▶ What needs to be done: Copy the rows below verbatim, starting at the line that contains "class: child in winter coat -> detect all" and ending at the line that contains "[660,130,724,172]", with both of those lines included.

▶ Data shown:
··········

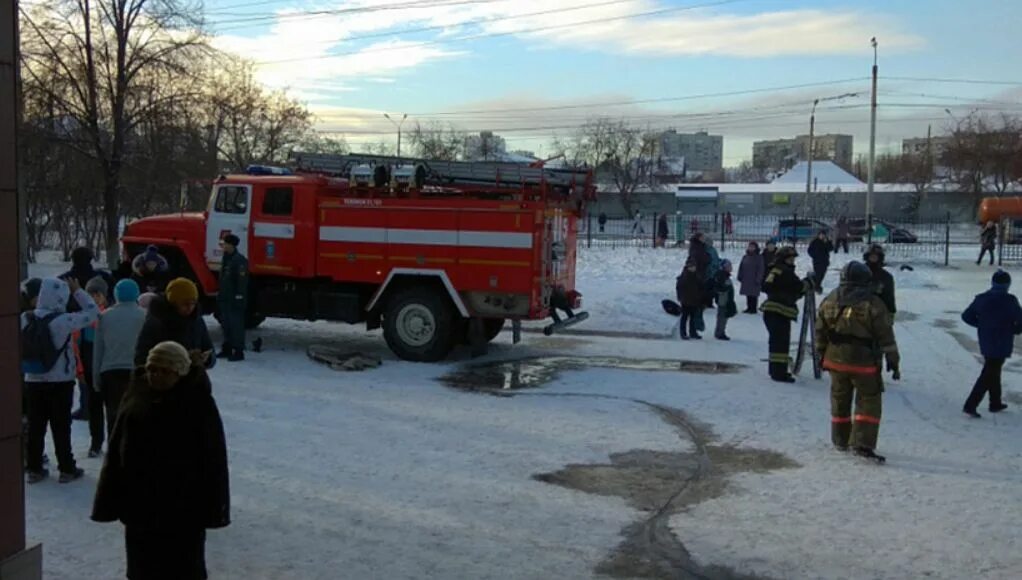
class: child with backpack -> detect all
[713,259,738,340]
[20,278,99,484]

··········

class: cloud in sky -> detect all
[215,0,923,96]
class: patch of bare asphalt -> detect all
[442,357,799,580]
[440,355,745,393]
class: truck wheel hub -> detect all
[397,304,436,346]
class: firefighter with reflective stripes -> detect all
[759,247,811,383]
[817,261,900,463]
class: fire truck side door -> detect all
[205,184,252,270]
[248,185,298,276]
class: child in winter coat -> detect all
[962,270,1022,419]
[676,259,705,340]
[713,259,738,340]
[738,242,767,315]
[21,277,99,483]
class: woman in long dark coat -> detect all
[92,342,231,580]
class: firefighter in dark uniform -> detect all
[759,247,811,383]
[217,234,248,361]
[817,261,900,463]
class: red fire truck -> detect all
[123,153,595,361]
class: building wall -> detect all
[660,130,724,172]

··········

▶ Complete output:
class: child in winter coat -> detect all
[962,270,1022,419]
[676,259,705,340]
[713,259,738,340]
[738,242,767,315]
[21,277,99,483]
class: woman in long dark coat -> detect all
[92,342,231,580]
class: firefighter in dark uniform -> detect all
[759,247,811,383]
[217,234,248,361]
[817,261,900,463]
class: red fire truck -> detect all
[123,153,595,361]
class: building wall -> detect all
[660,130,724,172]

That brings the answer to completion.